The task →
Look below for the line with "Where can you spot the rooftop". Extract that line and each one after it through the last, word for word.
START Extracted records
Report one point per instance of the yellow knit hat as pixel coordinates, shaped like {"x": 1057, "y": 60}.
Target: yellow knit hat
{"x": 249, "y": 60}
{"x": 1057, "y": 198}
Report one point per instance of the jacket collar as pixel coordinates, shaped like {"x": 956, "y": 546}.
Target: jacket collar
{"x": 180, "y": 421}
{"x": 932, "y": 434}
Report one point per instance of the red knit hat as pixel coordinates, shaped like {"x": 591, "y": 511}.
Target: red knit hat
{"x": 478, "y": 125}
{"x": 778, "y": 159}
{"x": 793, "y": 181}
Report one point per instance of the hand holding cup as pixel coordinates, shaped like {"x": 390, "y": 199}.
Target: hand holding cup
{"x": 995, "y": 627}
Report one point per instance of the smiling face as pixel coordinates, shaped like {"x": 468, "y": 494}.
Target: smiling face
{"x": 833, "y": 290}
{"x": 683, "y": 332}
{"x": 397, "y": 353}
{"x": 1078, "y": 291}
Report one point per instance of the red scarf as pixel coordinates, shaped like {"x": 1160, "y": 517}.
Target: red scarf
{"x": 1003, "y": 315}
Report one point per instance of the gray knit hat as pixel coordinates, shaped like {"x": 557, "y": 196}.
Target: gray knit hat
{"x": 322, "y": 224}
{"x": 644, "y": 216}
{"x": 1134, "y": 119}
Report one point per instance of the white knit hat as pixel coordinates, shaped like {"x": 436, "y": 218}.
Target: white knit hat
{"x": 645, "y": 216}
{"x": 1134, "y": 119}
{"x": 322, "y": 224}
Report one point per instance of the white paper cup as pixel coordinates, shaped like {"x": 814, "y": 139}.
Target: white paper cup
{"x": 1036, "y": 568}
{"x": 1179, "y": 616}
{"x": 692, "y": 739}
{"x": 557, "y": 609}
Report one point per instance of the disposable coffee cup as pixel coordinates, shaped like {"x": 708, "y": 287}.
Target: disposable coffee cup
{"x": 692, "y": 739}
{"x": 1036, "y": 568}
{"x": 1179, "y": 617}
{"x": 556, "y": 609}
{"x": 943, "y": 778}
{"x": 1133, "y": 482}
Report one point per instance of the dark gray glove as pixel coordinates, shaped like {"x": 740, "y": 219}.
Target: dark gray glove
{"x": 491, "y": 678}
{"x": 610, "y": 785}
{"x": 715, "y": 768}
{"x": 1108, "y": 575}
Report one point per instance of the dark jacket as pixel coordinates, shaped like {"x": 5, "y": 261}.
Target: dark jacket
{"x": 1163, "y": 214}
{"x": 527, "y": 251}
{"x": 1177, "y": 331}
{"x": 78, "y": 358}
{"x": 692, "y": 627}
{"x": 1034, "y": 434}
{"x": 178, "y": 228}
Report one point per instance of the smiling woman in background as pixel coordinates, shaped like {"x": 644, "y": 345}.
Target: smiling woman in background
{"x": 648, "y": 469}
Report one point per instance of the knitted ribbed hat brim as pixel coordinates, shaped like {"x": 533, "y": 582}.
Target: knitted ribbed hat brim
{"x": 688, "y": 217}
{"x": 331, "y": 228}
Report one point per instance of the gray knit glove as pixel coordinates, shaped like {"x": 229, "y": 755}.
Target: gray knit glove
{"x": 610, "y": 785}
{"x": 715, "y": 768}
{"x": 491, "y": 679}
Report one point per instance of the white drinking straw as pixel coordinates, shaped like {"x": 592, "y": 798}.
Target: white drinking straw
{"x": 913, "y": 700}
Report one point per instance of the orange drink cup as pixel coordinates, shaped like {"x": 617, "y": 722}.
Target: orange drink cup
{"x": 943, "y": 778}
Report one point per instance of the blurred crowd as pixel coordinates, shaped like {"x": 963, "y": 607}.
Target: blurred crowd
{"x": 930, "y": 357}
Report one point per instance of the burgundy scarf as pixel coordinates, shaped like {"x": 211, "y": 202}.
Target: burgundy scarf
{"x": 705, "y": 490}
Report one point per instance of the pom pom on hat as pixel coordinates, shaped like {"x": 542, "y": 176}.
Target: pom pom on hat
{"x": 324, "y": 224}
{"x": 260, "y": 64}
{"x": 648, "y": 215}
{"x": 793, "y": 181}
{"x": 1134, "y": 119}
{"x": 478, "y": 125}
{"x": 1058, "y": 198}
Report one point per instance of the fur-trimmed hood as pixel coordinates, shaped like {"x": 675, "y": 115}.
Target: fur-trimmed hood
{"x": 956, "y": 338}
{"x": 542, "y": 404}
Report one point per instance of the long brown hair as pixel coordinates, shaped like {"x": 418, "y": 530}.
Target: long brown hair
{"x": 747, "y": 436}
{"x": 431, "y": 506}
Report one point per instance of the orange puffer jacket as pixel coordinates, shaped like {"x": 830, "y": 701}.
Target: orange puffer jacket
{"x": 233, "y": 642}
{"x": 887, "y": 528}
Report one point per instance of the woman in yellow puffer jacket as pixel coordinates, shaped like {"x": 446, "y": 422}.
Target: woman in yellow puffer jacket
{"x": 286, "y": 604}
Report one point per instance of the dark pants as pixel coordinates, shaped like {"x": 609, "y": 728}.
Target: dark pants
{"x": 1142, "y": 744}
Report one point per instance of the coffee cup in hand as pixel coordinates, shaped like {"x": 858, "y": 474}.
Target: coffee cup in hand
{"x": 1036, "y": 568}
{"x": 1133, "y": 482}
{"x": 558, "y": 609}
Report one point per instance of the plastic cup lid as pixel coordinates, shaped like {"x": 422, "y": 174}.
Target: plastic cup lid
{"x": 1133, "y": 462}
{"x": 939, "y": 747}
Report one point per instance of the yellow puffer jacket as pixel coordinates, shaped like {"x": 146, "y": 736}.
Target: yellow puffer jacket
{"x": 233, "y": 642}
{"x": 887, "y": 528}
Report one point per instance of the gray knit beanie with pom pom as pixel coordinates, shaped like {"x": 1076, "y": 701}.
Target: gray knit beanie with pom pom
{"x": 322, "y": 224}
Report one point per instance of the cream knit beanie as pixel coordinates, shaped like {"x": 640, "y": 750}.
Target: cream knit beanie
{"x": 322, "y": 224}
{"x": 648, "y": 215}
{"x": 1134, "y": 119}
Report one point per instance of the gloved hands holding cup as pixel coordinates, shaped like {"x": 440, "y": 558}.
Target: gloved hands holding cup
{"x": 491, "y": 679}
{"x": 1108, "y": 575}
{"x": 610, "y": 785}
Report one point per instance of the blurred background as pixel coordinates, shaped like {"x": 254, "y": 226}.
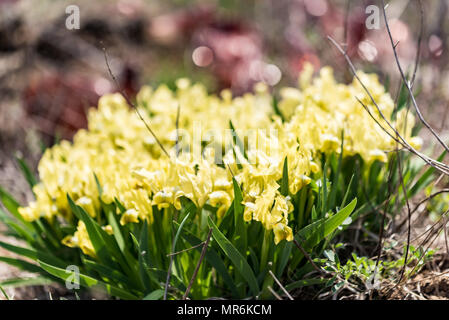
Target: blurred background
{"x": 50, "y": 75}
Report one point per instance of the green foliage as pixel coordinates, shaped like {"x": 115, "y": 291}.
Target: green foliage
{"x": 133, "y": 261}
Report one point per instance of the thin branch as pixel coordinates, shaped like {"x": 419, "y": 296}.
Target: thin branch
{"x": 178, "y": 112}
{"x": 409, "y": 227}
{"x": 280, "y": 285}
{"x": 274, "y": 293}
{"x": 195, "y": 273}
{"x": 307, "y": 256}
{"x": 407, "y": 84}
{"x": 131, "y": 104}
{"x": 443, "y": 168}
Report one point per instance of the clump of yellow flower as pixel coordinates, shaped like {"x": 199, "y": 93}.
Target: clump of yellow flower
{"x": 132, "y": 169}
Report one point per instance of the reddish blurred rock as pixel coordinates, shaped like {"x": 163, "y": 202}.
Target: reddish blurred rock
{"x": 57, "y": 103}
{"x": 237, "y": 53}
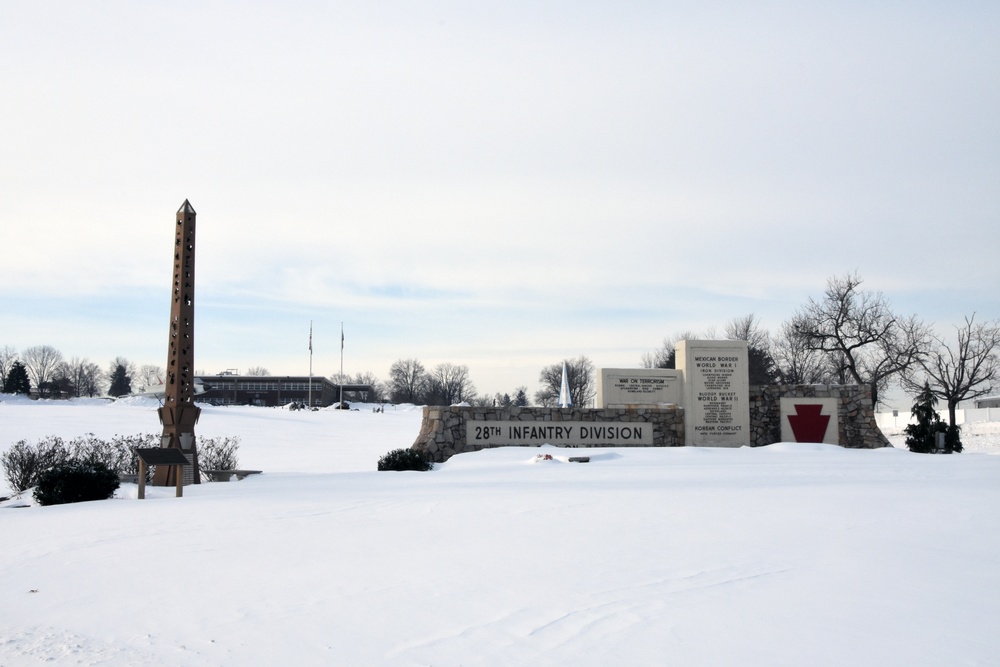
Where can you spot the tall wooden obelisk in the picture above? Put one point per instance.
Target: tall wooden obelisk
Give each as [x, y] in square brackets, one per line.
[179, 414]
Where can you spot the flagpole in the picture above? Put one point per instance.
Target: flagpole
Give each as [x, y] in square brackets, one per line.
[341, 365]
[310, 365]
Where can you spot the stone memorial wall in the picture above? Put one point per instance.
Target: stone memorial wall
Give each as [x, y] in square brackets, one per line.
[450, 430]
[855, 414]
[639, 408]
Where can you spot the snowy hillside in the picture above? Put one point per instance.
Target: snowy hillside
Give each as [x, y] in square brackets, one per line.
[783, 555]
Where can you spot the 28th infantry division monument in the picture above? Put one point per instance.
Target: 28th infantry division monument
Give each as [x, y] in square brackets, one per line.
[707, 401]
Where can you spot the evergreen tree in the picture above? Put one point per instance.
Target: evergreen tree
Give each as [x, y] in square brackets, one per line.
[121, 384]
[922, 436]
[17, 381]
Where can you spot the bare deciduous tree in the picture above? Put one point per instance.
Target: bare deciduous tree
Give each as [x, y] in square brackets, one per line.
[150, 376]
[407, 381]
[760, 364]
[84, 376]
[968, 370]
[797, 363]
[378, 391]
[874, 344]
[8, 355]
[41, 362]
[450, 384]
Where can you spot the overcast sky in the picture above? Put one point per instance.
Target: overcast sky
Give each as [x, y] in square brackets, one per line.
[501, 185]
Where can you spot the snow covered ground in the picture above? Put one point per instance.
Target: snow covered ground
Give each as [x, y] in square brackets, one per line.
[783, 555]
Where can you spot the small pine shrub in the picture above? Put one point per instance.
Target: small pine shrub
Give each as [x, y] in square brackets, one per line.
[219, 453]
[922, 436]
[74, 482]
[404, 459]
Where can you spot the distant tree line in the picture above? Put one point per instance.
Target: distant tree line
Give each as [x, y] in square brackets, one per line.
[42, 369]
[847, 335]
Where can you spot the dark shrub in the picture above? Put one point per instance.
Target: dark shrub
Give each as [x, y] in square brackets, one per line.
[404, 459]
[74, 482]
[23, 463]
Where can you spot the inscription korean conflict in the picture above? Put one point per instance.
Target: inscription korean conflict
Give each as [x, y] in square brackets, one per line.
[716, 392]
[717, 397]
[565, 434]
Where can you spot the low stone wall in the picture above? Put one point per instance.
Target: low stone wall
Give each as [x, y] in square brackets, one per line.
[443, 432]
[856, 416]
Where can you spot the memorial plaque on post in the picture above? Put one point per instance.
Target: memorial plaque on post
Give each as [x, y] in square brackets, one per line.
[621, 387]
[716, 392]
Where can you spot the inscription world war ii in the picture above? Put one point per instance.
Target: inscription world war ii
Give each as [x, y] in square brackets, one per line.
[560, 434]
[716, 392]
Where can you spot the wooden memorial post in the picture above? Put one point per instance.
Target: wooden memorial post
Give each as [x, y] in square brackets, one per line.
[179, 414]
[161, 457]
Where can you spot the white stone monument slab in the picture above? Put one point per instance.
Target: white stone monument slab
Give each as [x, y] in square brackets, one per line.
[560, 434]
[716, 392]
[810, 420]
[620, 387]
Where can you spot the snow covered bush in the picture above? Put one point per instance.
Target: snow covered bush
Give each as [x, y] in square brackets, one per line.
[404, 459]
[24, 462]
[219, 453]
[74, 482]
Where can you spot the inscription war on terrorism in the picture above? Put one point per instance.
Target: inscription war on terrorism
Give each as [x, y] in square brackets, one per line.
[710, 383]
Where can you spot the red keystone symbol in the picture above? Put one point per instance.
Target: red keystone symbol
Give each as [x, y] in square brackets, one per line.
[808, 425]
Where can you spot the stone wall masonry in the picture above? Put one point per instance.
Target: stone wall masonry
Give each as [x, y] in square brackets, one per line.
[856, 415]
[443, 431]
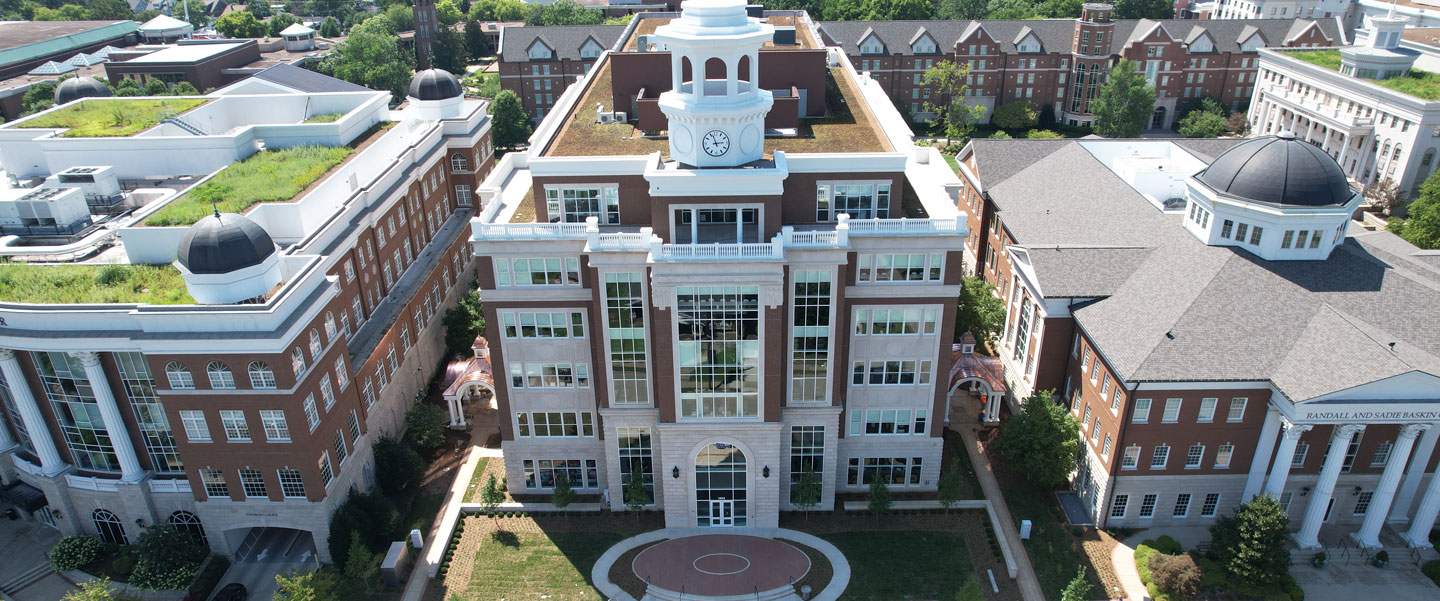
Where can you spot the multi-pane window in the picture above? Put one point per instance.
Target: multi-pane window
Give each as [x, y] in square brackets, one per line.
[558, 325]
[1148, 506]
[860, 201]
[572, 205]
[719, 343]
[539, 271]
[195, 427]
[213, 482]
[291, 484]
[555, 424]
[635, 454]
[542, 473]
[807, 453]
[810, 330]
[252, 483]
[907, 267]
[625, 327]
[1121, 503]
[896, 472]
[1159, 457]
[896, 322]
[275, 427]
[1210, 505]
[1181, 506]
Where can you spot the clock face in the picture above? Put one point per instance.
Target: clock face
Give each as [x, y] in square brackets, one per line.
[716, 143]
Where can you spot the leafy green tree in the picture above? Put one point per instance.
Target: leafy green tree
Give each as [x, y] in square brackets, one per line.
[1015, 116]
[979, 312]
[805, 492]
[1123, 104]
[948, 103]
[1144, 9]
[1422, 226]
[108, 9]
[370, 59]
[425, 427]
[509, 121]
[329, 28]
[241, 25]
[1079, 588]
[1043, 441]
[880, 499]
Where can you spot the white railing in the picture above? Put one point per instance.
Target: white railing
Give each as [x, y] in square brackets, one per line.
[749, 251]
[170, 486]
[91, 483]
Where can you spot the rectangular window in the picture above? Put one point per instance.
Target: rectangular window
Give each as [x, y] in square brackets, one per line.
[1181, 506]
[1118, 506]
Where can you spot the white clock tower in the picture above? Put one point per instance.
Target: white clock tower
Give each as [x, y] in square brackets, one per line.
[714, 107]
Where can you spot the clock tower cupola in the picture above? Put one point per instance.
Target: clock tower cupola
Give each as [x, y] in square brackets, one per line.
[714, 107]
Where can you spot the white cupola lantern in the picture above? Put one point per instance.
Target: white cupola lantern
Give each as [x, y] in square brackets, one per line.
[714, 105]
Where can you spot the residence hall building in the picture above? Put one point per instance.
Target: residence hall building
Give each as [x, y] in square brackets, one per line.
[244, 389]
[1063, 61]
[1360, 113]
[720, 307]
[1207, 312]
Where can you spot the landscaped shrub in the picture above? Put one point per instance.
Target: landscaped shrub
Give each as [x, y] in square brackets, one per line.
[75, 552]
[1175, 574]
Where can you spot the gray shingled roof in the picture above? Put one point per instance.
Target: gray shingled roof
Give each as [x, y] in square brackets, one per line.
[565, 41]
[1174, 309]
[1056, 33]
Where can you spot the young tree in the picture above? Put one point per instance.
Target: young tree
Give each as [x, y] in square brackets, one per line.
[509, 120]
[979, 312]
[880, 499]
[1079, 588]
[1253, 545]
[807, 490]
[1123, 104]
[1043, 441]
[948, 103]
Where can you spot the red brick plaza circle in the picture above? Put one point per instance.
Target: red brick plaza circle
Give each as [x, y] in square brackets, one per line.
[720, 565]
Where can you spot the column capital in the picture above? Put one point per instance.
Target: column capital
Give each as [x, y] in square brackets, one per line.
[88, 358]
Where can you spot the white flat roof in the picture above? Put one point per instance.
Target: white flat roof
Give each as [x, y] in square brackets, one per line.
[190, 52]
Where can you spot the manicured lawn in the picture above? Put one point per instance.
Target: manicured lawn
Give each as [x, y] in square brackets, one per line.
[265, 176]
[78, 284]
[902, 565]
[113, 117]
[537, 565]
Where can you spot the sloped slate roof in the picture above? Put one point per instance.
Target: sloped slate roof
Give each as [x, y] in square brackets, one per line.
[1056, 33]
[565, 41]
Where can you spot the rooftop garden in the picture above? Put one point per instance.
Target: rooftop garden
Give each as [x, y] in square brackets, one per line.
[111, 117]
[265, 176]
[92, 284]
[1420, 84]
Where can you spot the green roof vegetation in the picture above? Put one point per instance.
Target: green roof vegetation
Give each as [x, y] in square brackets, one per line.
[1420, 84]
[113, 117]
[327, 117]
[82, 284]
[265, 176]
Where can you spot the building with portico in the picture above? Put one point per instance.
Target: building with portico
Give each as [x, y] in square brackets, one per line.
[1208, 313]
[752, 280]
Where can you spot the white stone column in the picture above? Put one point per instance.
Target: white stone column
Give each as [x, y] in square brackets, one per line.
[1419, 533]
[1368, 533]
[1265, 448]
[114, 421]
[51, 461]
[1400, 509]
[1283, 457]
[1308, 538]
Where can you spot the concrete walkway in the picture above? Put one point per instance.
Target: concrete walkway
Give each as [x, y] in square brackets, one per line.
END Extracted records
The solution →
Where can you spot the rooftop garden in the picture above? Put one point per instance.
Target: rooftop garden
Give each as [x, y] in square brackets, one per line.
[111, 117]
[265, 176]
[92, 284]
[1420, 84]
Where can you spot the green roof vegetation in the picture above? Put one point per instance.
Target: green roof vegetation
Give each as [x, y] in square brackets, one per line.
[1420, 84]
[113, 117]
[327, 117]
[82, 284]
[265, 176]
Where can you spot the building with portico in the picture above? Put one point per instance.
Target: building with portico
Give each as [x, y] in square brackets, one per line.
[1208, 313]
[752, 280]
Where can you spot the white stone column in the picture above? Put one point per instance.
Target: white stone column
Give each as [x, y] in square brackets, one per line.
[1419, 533]
[1368, 533]
[1265, 448]
[114, 421]
[51, 461]
[1400, 509]
[1283, 457]
[1308, 538]
Where can you spot the concrete walkway in the picture above? Put one point per instance.
Target: concrete walkway
Give each as [x, y] in square brackets, one per line.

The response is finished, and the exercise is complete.